◆ YOUR TASK ◆
Please copy out only the items starting with the line containing "Our detector says the dense" and going on through the line containing "[119,190,254,216]", with the requests left as they are and every bounding box coordinate raised by 52.

◆ EXCERPTED DATA ◆
*-*-*

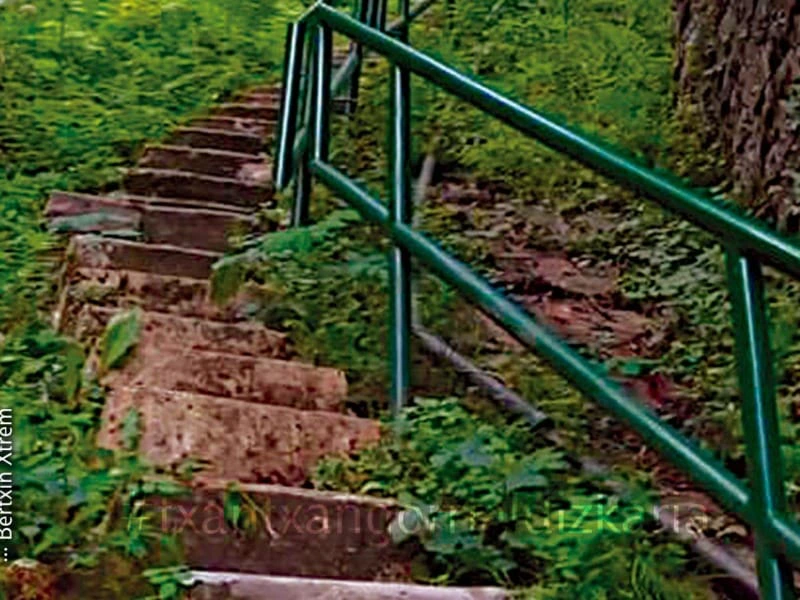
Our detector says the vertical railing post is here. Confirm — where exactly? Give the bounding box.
[291,28,316,227]
[348,0,370,114]
[375,0,388,31]
[384,0,411,414]
[310,25,333,161]
[726,249,795,600]
[273,23,305,190]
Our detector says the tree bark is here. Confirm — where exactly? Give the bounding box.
[673,0,800,231]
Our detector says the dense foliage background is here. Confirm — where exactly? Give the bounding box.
[0,0,800,598]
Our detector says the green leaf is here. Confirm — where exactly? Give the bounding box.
[100,308,141,372]
[63,344,84,400]
[211,253,248,306]
[122,408,141,452]
[506,464,547,492]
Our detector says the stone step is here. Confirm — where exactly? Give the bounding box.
[109,336,347,412]
[67,234,222,279]
[75,304,289,358]
[168,127,264,155]
[53,265,260,334]
[45,192,255,252]
[141,478,414,584]
[189,571,512,600]
[97,386,380,485]
[216,102,278,121]
[124,169,273,208]
[45,191,142,233]
[244,83,283,94]
[139,146,271,184]
[189,116,277,138]
[119,190,254,216]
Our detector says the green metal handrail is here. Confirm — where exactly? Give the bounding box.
[275,0,800,600]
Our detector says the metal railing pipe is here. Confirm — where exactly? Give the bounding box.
[311,156,800,563]
[315,5,800,277]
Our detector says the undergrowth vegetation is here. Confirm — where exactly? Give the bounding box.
[0,0,302,599]
[316,398,712,600]
[218,0,800,598]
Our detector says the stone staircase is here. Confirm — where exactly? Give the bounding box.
[46,72,504,600]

*-*-*

◆ TASK RESPONSE ◆
Our detector says the dense foliage background is here. Confirm — where exactly? Give the bounding box.
[52,52,852,650]
Our detector says the green leaf is here. Confirm — where exactly? Give the bounding box.
[152,360,193,424]
[115,396,136,452]
[263,305,300,358]
[174,460,193,504]
[558,516,599,544]
Our detector says the stone step is here. Confirm — where exactly? Give the bounding box.
[161,388,399,464]
[119,286,274,331]
[127,356,341,410]
[220,179,316,207]
[105,317,312,386]
[97,244,307,304]
[193,530,466,636]
[241,623,564,652]
[149,438,432,537]
[268,154,330,173]
[176,221,325,260]
[97,243,194,285]
[296,135,335,146]
[191,198,323,236]
[241,168,329,190]
[171,242,306,268]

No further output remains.